You are asked to filter the data below and copy every line holding "target".

[AVAILABLE RECORDS]

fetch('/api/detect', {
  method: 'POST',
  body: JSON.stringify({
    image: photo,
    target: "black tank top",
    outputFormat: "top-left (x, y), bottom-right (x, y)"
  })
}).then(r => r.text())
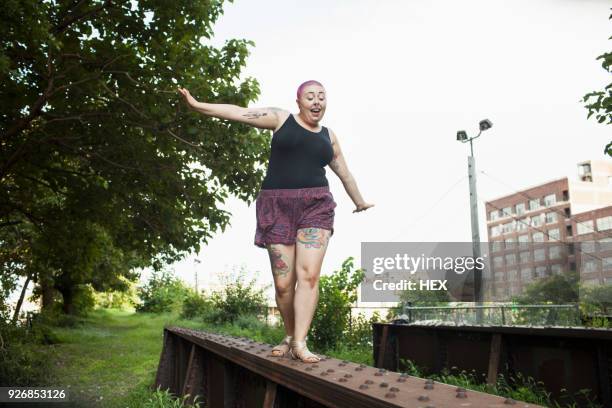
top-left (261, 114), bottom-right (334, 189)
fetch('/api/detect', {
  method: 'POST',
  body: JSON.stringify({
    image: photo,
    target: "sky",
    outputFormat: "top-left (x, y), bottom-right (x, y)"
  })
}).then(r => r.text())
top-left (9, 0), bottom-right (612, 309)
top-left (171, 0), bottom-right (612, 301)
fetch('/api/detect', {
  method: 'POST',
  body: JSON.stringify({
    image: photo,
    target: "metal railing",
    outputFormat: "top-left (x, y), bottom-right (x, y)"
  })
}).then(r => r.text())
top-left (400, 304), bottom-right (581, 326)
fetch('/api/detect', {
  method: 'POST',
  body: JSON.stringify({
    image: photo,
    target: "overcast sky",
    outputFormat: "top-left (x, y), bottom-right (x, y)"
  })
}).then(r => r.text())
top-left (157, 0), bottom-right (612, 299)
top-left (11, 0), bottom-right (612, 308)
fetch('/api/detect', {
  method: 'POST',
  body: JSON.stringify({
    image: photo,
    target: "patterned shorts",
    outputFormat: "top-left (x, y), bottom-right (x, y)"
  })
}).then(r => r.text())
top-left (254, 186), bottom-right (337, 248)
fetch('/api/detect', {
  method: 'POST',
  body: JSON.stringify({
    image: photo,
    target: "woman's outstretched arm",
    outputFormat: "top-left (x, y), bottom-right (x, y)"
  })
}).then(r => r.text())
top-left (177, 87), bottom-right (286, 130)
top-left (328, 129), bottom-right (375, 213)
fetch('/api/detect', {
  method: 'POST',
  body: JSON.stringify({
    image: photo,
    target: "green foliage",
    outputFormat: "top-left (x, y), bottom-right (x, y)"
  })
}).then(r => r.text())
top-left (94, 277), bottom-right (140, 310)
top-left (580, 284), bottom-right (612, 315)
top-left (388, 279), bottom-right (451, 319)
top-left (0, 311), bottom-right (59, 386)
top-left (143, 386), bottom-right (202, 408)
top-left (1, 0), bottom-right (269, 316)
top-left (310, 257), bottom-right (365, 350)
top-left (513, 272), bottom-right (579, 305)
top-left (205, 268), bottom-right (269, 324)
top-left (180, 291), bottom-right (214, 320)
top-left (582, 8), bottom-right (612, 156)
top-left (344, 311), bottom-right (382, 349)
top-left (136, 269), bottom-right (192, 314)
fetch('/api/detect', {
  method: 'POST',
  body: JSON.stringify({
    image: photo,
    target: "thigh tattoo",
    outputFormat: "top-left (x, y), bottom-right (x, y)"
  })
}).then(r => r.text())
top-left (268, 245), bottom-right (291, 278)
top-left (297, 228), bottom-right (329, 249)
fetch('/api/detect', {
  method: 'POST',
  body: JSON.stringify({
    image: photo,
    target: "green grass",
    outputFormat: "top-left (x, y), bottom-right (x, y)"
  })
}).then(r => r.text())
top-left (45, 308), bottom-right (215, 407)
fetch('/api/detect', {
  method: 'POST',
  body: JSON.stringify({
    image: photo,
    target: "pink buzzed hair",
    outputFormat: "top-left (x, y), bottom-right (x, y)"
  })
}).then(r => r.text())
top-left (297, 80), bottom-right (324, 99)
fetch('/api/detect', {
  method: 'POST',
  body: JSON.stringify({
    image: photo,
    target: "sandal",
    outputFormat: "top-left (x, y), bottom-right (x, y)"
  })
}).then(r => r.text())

[/AVAILABLE RECORDS]

• [EXERCISE ANSWER]:
    target: "black tank top",
    target: "sky",
    target: "metal railing",
    target: "overcast sky",
    target: "patterned shorts",
    target: "woman's outstretched arm",
    target: "green foliage",
    target: "thigh tattoo",
    target: "green grass",
    target: "pink buzzed hair",
    target: "sandal",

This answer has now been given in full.